### PROVIDED ENTRIES
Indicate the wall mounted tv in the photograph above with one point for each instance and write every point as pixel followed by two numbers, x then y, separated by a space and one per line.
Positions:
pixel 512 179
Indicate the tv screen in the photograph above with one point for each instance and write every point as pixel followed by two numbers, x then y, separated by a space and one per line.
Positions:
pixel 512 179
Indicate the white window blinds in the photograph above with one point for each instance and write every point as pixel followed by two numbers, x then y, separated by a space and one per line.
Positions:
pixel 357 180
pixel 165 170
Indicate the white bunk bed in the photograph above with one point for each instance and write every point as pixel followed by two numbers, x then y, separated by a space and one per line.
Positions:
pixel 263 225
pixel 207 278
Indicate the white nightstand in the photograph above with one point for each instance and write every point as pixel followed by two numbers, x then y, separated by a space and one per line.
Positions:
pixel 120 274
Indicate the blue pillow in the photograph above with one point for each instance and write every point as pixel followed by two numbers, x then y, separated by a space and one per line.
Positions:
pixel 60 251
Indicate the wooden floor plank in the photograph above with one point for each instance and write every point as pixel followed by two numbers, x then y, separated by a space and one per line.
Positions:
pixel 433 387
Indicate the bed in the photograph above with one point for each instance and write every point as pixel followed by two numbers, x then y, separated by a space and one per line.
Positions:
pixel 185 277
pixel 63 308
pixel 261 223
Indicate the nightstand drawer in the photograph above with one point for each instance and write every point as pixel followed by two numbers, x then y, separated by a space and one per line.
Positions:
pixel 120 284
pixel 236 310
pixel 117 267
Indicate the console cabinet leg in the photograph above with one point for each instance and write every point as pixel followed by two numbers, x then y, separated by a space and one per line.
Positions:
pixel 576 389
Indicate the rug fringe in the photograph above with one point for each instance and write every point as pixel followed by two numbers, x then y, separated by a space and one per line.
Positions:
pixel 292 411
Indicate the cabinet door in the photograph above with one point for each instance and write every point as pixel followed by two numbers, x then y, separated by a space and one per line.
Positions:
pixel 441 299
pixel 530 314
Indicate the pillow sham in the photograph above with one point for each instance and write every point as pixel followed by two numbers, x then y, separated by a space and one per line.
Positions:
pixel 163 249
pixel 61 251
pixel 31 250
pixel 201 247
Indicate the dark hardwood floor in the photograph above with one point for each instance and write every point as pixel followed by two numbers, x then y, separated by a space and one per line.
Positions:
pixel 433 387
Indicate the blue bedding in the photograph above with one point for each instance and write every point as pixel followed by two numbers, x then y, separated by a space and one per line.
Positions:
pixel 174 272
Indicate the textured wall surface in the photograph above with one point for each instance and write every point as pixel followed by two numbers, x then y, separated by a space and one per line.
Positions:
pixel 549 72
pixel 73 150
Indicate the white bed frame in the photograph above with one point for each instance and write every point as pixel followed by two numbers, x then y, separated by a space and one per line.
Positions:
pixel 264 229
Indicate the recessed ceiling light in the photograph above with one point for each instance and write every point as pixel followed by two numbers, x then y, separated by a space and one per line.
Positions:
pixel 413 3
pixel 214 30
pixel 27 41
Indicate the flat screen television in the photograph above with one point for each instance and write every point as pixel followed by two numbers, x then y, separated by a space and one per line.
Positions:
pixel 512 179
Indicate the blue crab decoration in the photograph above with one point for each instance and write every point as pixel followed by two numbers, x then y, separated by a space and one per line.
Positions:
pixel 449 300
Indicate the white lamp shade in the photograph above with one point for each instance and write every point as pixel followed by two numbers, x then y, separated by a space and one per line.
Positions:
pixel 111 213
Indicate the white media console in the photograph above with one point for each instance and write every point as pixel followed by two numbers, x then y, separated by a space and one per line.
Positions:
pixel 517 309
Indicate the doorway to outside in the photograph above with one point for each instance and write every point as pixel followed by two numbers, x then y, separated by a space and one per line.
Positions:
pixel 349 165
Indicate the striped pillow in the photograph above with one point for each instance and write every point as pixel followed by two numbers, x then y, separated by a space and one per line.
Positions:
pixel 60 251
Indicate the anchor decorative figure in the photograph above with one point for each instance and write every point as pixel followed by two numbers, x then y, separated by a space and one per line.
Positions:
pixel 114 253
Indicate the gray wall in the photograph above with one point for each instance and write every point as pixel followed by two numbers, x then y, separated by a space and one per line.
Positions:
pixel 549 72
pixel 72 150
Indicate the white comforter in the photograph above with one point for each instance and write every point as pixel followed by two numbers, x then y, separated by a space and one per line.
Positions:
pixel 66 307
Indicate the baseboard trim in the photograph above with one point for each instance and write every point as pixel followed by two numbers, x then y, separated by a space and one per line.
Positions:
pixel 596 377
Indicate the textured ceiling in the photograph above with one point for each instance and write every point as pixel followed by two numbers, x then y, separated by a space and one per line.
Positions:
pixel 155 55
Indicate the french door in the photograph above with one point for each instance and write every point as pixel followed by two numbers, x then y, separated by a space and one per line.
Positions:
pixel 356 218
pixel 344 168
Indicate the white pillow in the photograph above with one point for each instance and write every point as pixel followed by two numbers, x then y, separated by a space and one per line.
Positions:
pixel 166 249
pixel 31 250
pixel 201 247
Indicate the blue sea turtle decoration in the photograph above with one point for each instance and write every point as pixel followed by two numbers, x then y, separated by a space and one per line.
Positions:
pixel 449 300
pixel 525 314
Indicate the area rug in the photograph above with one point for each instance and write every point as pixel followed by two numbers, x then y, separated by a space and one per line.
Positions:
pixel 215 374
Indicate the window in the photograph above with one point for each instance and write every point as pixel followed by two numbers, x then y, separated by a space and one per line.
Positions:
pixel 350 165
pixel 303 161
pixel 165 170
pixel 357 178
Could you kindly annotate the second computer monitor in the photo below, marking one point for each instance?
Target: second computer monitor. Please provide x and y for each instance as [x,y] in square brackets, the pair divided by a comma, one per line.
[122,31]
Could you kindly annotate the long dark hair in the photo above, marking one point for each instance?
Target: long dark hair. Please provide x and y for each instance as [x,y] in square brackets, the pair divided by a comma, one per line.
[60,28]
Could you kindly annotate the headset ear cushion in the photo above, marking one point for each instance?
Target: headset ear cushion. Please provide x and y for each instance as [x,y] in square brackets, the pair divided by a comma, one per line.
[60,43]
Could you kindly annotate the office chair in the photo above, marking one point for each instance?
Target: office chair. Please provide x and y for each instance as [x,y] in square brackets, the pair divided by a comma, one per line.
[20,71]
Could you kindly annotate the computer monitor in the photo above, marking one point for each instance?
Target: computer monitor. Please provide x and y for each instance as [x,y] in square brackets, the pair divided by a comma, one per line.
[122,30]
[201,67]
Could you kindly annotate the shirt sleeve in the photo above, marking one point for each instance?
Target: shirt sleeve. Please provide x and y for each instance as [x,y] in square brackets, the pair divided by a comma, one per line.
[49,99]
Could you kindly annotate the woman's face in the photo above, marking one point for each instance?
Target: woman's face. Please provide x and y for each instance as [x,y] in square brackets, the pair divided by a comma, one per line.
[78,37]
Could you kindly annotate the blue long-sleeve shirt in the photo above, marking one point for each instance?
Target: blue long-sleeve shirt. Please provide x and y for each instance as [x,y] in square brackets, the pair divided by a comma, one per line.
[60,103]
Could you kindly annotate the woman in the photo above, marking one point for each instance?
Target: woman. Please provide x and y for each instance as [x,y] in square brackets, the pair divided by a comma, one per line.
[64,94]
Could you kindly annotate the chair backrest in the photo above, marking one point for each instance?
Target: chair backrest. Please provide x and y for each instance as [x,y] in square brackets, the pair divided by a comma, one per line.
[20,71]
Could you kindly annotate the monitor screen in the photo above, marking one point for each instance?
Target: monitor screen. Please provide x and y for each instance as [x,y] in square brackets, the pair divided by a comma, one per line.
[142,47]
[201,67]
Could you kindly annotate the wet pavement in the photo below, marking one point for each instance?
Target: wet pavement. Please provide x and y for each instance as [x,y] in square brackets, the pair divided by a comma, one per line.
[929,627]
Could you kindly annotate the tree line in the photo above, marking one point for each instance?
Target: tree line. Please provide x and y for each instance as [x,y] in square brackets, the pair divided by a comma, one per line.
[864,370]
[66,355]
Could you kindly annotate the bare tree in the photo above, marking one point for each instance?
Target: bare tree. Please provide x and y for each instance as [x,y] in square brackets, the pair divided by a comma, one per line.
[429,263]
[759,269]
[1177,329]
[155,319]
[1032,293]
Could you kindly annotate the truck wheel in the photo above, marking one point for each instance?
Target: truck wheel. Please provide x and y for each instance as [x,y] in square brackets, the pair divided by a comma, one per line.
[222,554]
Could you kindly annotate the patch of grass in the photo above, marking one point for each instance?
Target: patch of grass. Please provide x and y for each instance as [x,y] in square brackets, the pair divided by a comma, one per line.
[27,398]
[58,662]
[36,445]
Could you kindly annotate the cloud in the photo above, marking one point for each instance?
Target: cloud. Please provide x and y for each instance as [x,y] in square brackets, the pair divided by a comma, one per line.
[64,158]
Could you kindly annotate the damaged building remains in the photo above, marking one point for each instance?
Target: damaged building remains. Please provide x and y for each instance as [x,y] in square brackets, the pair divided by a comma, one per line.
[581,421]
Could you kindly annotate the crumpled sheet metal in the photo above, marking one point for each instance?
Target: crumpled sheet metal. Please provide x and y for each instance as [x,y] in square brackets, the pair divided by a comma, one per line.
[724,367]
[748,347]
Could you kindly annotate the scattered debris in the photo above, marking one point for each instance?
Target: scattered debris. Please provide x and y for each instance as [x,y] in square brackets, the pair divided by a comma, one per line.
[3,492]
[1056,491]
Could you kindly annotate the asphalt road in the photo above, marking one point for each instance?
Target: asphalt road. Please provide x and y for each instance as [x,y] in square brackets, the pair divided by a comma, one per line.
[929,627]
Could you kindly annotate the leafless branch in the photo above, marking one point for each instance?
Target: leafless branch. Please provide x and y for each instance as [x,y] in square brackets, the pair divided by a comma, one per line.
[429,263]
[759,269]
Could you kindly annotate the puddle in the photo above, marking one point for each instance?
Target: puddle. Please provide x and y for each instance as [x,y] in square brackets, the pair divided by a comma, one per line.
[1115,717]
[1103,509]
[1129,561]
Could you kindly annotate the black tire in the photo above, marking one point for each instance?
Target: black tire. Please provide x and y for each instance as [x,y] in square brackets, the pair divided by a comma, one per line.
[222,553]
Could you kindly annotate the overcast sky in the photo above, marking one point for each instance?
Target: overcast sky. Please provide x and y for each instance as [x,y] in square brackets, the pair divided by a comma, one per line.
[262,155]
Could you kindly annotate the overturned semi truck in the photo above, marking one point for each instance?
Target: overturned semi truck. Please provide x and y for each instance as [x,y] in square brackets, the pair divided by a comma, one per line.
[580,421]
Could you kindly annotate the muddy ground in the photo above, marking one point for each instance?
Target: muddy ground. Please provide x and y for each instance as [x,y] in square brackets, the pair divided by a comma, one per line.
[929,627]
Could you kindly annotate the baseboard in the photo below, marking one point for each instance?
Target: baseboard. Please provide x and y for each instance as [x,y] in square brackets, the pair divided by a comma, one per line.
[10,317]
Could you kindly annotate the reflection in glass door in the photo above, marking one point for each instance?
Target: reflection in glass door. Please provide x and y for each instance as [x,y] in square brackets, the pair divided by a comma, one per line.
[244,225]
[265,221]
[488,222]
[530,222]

### WRITTEN EXERCISE
Only those lines running from the one containing "Could you kindly annotate the baseboard" through the last line of the data above are to be copied, exactly, with both ends included.

### RESPONSE TO THIS EXERCISE
Could you kindly annotate the baseboard in the photo below, marking one point for each instance?
Target: baseboard. Please provide x and y for each instance as [x,y] in square brackets, the pair divided by a comma, one per line.
[10,317]
Could you kindly annotate the reflection in glass door in the photo above, marking one point for each instance?
Target: reflection in glass door. Please provide x and y for each instance as [x,y] in square brackets, the pair divided by a comma, one per line.
[244,225]
[265,221]
[488,222]
[530,222]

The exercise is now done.